WHAT THE EXERCISE ASKS:
Copy out all of the records below, substituting "Note to the group" for "Note to the class" wherever it occurs and leaving everything else unchanged.

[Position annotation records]
• • • • • • •

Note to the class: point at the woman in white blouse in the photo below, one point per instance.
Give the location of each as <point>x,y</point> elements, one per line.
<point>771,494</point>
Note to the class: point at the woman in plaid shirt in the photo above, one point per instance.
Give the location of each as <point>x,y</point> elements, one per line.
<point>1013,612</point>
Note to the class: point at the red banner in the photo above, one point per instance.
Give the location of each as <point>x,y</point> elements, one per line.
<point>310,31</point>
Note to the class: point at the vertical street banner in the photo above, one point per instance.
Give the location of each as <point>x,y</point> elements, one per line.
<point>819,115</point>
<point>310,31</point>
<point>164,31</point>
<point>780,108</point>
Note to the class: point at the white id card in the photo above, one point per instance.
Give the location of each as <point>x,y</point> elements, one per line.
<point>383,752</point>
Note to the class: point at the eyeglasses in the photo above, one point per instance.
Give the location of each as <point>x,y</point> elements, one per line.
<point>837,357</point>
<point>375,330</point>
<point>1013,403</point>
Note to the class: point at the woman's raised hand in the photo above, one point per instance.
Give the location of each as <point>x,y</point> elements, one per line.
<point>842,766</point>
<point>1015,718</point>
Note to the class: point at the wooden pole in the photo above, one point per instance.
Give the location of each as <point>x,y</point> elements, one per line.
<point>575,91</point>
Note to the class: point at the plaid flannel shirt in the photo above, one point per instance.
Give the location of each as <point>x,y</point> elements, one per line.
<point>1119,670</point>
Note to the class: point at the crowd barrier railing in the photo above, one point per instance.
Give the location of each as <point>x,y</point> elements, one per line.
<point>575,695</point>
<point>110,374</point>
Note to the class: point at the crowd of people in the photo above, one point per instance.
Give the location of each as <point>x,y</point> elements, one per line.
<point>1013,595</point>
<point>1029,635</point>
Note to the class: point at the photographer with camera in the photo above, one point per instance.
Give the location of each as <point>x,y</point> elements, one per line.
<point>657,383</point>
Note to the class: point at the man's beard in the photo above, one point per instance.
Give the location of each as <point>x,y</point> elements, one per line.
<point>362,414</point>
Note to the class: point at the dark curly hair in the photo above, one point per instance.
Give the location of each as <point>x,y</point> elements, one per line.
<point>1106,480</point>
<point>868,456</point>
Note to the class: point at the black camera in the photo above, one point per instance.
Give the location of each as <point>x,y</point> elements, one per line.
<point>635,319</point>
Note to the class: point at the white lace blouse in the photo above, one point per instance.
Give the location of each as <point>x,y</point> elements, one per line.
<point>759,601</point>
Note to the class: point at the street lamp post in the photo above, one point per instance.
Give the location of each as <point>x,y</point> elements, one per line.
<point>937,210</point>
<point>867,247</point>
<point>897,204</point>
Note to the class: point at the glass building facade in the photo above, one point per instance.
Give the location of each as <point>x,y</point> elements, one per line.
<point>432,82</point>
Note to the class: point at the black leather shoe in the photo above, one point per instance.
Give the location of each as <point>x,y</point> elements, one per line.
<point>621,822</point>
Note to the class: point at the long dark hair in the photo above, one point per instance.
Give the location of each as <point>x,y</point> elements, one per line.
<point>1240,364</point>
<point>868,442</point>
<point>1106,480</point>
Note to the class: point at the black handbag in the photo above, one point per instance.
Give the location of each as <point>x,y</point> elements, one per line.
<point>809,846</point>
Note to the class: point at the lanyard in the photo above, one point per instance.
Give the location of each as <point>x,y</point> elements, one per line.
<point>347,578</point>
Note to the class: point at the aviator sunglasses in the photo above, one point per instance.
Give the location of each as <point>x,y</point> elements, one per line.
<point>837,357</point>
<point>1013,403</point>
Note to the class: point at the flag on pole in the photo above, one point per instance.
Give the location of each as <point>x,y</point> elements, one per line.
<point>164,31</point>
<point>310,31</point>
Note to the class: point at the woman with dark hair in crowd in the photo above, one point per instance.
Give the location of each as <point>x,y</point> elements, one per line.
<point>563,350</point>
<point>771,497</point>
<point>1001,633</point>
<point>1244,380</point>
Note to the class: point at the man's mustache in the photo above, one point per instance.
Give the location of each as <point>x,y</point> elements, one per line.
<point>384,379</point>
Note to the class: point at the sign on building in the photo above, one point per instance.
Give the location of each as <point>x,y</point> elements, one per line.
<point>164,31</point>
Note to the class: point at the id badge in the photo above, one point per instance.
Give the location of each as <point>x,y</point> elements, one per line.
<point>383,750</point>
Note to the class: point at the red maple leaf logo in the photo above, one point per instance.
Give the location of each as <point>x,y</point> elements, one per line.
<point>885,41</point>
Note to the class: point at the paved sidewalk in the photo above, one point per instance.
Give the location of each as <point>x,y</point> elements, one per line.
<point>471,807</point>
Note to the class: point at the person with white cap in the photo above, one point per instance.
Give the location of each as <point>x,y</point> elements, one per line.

• • • • • • •

ANSWER FOR THE TASK:
Note to the group: point at the woman in white blouse in the photo below, one point per instance.
Give the location of each as <point>x,y</point> elements, one per line.
<point>771,494</point>
Note to the group: point at the woman in plaid shirt in the photo above, one point per instance.
Give the location of each as <point>x,y</point> elements, one per line.
<point>1013,612</point>
Note to the group: point at the red banner in the photo above, one point per instance.
Give the location of each as <point>x,y</point> elements, one per line.
<point>310,31</point>
Note to the group: point at the vertical street banner in the photo above, one point per instance.
Give the location of each as <point>x,y</point> elements, one per line.
<point>819,115</point>
<point>310,31</point>
<point>164,31</point>
<point>780,108</point>
Note to the group: point at the white id card in the photo above, one point per instance.
Give the location of each as <point>x,y</point> elements, one per line.
<point>383,752</point>
Note to the group: point at the eyeglasses in the photo above, one point per instance.
Give the location of each as <point>x,y</point> elements, one per line.
<point>837,357</point>
<point>375,330</point>
<point>1013,403</point>
Note to the group: point at the woman's raised hand in the photo above, one point per instance.
Give the location of each as <point>x,y</point> elements, one per line.
<point>842,766</point>
<point>1015,718</point>
Note to the group: point at the wooden pole in the photo above, one point per instance.
Give the location of each as <point>x,y</point> elements, one per line.
<point>575,91</point>
Note to the group: point at the plaid flannel shirt in the photo above, one point per instance.
Give the location of each as <point>x,y</point> elements, one per line.
<point>1119,670</point>
Note to the group: point at the crowd barrier railing in the photo above, one point per instance.
Give the location of each as <point>x,y</point> elements, one per line.
<point>575,695</point>
<point>110,374</point>
Note to the group: point at the crowd of people in the photo above, one point per instance.
Give the location of each as <point>x,y</point> elements, one per line.
<point>1013,595</point>
<point>1029,635</point>
Note to the group: point at the photographer with camera in the photo above, one point per instance.
Give the location of each as <point>x,y</point> elements, one per line.
<point>657,383</point>
Note to the group: point at the man's beard in the photo above, one point per instance.
Give the location of each as <point>x,y</point> elements, one per line.
<point>362,414</point>
Note to the group: point at the dark curly hair in the photo above, one point per instance.
Give the location of each as <point>x,y</point> elements, one per line.
<point>1106,480</point>
<point>868,456</point>
Note to the group: point at the black camera in the photo above, one point per instance.
Give the location of each as <point>x,y</point> elements, one per line.
<point>635,319</point>
Note to the group: point at the white lace blouse in the photo above, one point per instance.
Give the location of each as <point>x,y</point> elements, one per line.
<point>759,601</point>
Note to the group: point at the street lamp post in the photo above, one point per instance.
Give the location of each as <point>x,y</point> elements, one per line.
<point>937,210</point>
<point>867,247</point>
<point>897,204</point>
Note to the group: point at the glass building facade in the photo above, one point per instance.
Give the location of each as <point>x,y</point> elements, one per line.
<point>432,82</point>
Note to the group: point at the black leather shoe in the photo above, one point per instance.
Give the location of each as <point>x,y</point> elements, one per line.
<point>621,822</point>
Note to the group: point at the long dark hair in the photo above, one point per instance.
Give the location of each as <point>x,y</point> elements, one per line.
<point>1240,364</point>
<point>868,442</point>
<point>1106,480</point>
Note to the group: point at the black handbag in the photo above, one point per instance.
Give the location of each as <point>x,y</point> elements, one per line.
<point>809,846</point>
Note to the group: point at the lanyard in the photo above, one point per instance.
Give the location of each as <point>x,y</point> elements, one per line.
<point>347,578</point>
Note to the group: point at the aviator sunglasses in the photo above, one point per instance.
Give the location of each as <point>x,y</point> elements, one per line.
<point>837,357</point>
<point>1013,403</point>
Note to the group: point at the flag on pole in the photo above, one point per instance.
Give the location of each as <point>x,y</point> elements, one per line.
<point>164,31</point>
<point>310,31</point>
Note to the group: point at the woman with dark hair in crowd in the photo above, one point per instance.
Give the location of each as <point>x,y</point> elements, one per line.
<point>563,350</point>
<point>771,497</point>
<point>1001,633</point>
<point>1244,380</point>
Note to the group: point at the man's mustache in the photo above, one point per instance.
Give the location of each as <point>x,y</point> elements, one per line.
<point>384,379</point>
Note to the group: point at the sign on building in the photo above, one point per instance.
Give the location of each as <point>x,y</point> elements, one per line.
<point>164,31</point>
Note to the group: point at the id badge in the photo above, one point per instance.
Give the location of each as <point>x,y</point> elements, one per line.
<point>383,750</point>
Note to the group: point at the red maple leaf logo in the photo above, one point per instance.
Give the location of each as <point>x,y</point> elements, one per line.
<point>885,41</point>
Note to the group: point at the paved sidewalk in the photo above, one point per instance.
Give the location of each as <point>x,y</point> elements, one per line.
<point>471,807</point>
Note to the group: point at the person with white cap in the photo above, one point per instance.
Give the location of each as <point>x,y</point> elements, one per line.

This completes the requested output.